[Questions]:
[1] Reproduce word for word the part of the entomology tour text that opens with the words containing "Of course, working" and closes with "go over well.".
[2] In the entomology tour text, why does the tour guide take the children into the other room during the bathroom break?

[Extract]:
· · · · ·

As part of my duties as a graduate student, I am required to give the occasional tour of the facility to interested folks from the general public. These range in age and experience from elementary school children to concerned growers from agricultural communities, and it is my responsibility to shed a little more light into the science of entomology - as well as to underline the research that the department here at the University of Florida is responsible for. I personally enjoy these tours, and get an extra-special kick out of the kids because I get to stand up on a podium and have fun talking about the weird diversity of everyone's favorite creepie-crawlies for an hour. It gets even better when the kids know how to ask good and pertinent questions, like "how did you arrive at [that impressively large number] describing the number of different species of insects there are?" - or "how did you figure out approximately how many insects might live in a common acre of farmland without actually counting them all?" I love the little skeptics among them best, and I suspect that they are going to have a very bright future. Anyone who refuses to simply accept facts as they are spoon-fed to them is an awesome and attentive human being - and seeing a fourth grader question methodologies, results, and conclusions is even better. An informed mind can follow a pattern and find their way out of a particular situation - but a critical mind can eventually work its way around overcome any obstacle in the path to truth.
Of course, working and touring around the entomology department has its own unique risks. Little things, like stopping off to let the kids (and their chaperones!) take a bathroom break next to a classroom with a lecture in medical entomology. At which point the professor might stick his head out, and wave you over for a little discussion...
"Oh - sorry, Dr. Kaufman - are they being too loud? I'll move 'em out of here real fast, and get their parents to shush them a bit if they are distracting..."
"No, no - not that at all. I'm just about to show a few slides of sarcophagids."
"Flesh flies?"
"Yes. On hosts. From a... (whispered) crime scene."
"Oh."
"Right."
Disaster averted, we take them into the other room, and instead introduce them to "Sally" and a box full of her friends, giant cave roaches from central america.
For some reason, this always seems to go over well.

· · · · ·

[Data section]:
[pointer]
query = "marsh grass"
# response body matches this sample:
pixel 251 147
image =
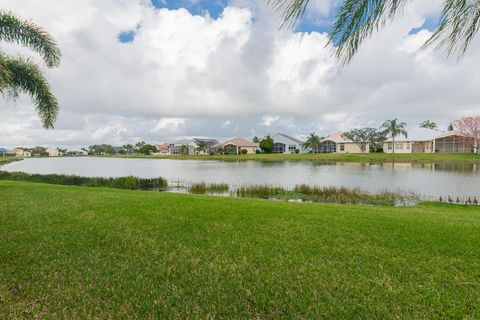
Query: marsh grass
pixel 202 188
pixel 129 182
pixel 308 193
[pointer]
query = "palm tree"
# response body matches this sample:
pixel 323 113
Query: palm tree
pixel 357 20
pixel 313 142
pixel 394 129
pixel 21 75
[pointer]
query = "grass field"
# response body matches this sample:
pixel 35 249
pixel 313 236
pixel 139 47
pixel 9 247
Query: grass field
pixel 369 157
pixel 75 252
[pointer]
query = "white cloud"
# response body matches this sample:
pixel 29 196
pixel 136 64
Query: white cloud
pixel 186 75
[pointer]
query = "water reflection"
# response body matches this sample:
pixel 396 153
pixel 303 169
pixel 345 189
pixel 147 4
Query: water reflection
pixel 426 179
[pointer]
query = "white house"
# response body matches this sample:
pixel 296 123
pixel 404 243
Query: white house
pixel 18 153
pixel 52 152
pixel 283 143
pixel 420 140
pixel 337 143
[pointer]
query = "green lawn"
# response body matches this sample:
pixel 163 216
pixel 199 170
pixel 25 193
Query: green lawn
pixel 73 252
pixel 369 157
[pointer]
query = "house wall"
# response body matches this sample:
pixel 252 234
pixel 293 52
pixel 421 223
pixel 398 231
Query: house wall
pixel 351 148
pixel 52 152
pixel 289 144
pixel 400 147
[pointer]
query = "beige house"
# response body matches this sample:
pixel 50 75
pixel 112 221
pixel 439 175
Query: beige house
pixel 337 143
pixel 420 140
pixel 52 152
pixel 18 153
pixel 235 146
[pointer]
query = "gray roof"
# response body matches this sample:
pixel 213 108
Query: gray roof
pixel 290 138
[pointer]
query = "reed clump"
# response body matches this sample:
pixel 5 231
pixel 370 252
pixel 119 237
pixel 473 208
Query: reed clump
pixel 129 182
pixel 202 188
pixel 264 191
pixel 332 194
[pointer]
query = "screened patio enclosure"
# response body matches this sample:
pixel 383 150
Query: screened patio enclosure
pixel 453 144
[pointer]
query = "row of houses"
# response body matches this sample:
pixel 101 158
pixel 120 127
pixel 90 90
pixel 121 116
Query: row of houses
pixel 418 141
pixel 23 152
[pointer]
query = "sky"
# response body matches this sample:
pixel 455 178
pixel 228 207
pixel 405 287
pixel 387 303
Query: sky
pixel 164 70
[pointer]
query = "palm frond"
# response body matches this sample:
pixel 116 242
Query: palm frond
pixel 13 29
pixel 5 74
pixel 290 10
pixel 28 78
pixel 459 23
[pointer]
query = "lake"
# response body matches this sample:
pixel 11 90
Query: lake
pixel 427 180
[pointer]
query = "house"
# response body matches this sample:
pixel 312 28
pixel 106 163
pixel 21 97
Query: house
pixel 283 143
pixel 337 143
pixel 192 146
pixel 235 146
pixel 18 152
pixel 420 140
pixel 52 152
pixel 163 148
pixel 76 153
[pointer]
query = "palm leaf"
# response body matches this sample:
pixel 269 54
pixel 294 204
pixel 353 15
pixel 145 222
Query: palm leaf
pixel 28 78
pixel 28 34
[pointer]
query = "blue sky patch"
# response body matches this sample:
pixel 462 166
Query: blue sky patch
pixel 127 36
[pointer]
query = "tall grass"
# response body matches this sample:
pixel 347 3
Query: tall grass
pixel 129 182
pixel 343 195
pixel 202 188
pixel 318 194
pixel 260 191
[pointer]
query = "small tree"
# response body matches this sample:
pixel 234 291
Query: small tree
pixel 147 149
pixel 184 149
pixel 266 144
pixel 361 136
pixel 470 127
pixel 313 142
pixel 394 129
pixel 427 124
pixel 377 140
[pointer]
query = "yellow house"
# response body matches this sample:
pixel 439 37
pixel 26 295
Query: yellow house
pixel 236 145
pixel 337 143
pixel 421 140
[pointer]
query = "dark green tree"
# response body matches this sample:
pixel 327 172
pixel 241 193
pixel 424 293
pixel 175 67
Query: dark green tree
pixel 362 137
pixel 147 149
pixel 21 75
pixel 266 144
pixel 393 128
pixel 357 20
pixel 313 142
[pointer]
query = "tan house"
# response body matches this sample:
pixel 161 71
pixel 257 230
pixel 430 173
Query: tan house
pixel 337 143
pixel 163 148
pixel 18 153
pixel 420 140
pixel 52 152
pixel 235 146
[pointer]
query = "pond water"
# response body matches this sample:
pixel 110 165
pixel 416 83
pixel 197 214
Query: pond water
pixel 426 180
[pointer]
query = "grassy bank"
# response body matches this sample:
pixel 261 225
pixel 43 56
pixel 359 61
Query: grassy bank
pixel 75 252
pixel 369 157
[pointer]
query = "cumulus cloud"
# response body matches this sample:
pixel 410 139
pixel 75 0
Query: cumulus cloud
pixel 237 75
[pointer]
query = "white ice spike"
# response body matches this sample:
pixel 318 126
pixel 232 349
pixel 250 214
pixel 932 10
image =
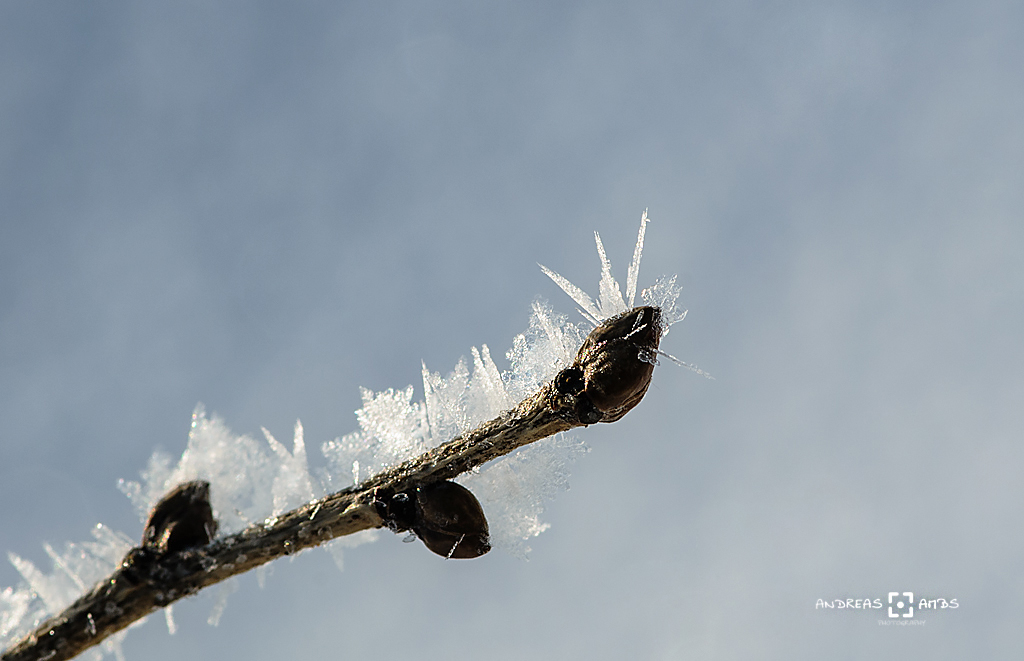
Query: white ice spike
pixel 589 308
pixel 610 297
pixel 631 278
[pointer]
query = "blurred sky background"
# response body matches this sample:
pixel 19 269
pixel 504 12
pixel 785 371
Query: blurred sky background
pixel 262 207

· · · · ·

[Responses to the exercise]:
[1]
Of course, working and touring around the entomology department has its own unique risks. Little things, like stopping off to let the kids (and their chaperones!) take a bathroom break next to a classroom with a lecture in medical entomology. At which point the professor might stick his head out, and wave you over for a little discussion...
"Oh - sorry, Dr. Kaufman - are they being too loud? I'll move 'em out of here real fast, and get their parents to shush them a bit if they are distracting..."
"No, no - not that at all. I'm just about to show a few slides of sarcophagids."
"Flesh flies?"
"Yes. On hosts. From a... (whispered) crime scene."
"Oh."
"Right."
Disaster averted, we take them into the other room, and instead introduce them to "Sally" and a box full of her friends, giant cave roaches from central america.
For some reason, this always seems to go over well.

[2] Dr. Kaufman, teaching a medical entomology lecture next door, was about to show slides of sarcophagids (flesh flies) on hosts from a crime scene. To avert that, the guide moved the group to the other room to meet "Sally" and the giant cave roaches instead.